Material for this task:

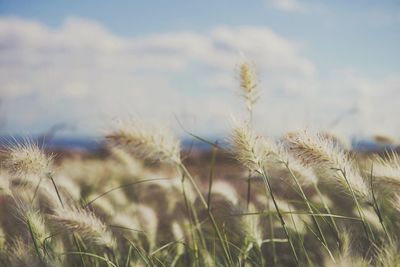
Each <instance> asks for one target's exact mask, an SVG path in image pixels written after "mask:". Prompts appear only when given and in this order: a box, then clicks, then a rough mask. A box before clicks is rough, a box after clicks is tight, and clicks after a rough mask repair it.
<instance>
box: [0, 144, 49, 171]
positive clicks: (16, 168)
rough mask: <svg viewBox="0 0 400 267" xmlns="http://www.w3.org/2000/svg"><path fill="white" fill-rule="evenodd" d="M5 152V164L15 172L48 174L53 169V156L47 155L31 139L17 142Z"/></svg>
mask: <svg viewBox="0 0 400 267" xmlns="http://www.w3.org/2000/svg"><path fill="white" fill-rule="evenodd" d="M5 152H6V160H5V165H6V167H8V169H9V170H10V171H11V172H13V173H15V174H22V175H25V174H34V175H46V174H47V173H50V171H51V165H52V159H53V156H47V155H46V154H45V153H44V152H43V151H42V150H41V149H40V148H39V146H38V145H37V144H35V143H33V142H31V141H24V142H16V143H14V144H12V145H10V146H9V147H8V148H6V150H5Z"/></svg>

==

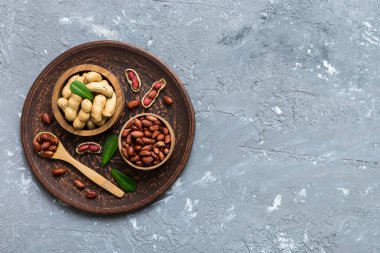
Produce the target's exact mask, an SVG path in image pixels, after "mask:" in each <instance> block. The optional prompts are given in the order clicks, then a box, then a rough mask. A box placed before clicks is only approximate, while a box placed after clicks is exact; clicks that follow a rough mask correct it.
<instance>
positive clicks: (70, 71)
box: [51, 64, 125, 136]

What to do:
Please give back, exactly as it stands above, the stretch from the line with "Produce the target's" through the line with "box: [51, 64, 125, 136]", and no line outside it.

Reply to the task:
Produce the target's exact mask, an SVG path in image pixels, after "mask:" in each <instance> block. The optional prompts are given in the order clicks, then a box, then a rough mask. A box placed before clicks is only approximate, while a box placed after clicks is exact; clicks that follow a rough mask correct it.
<instance>
positive clicks: (70, 71)
box: [51, 64, 125, 136]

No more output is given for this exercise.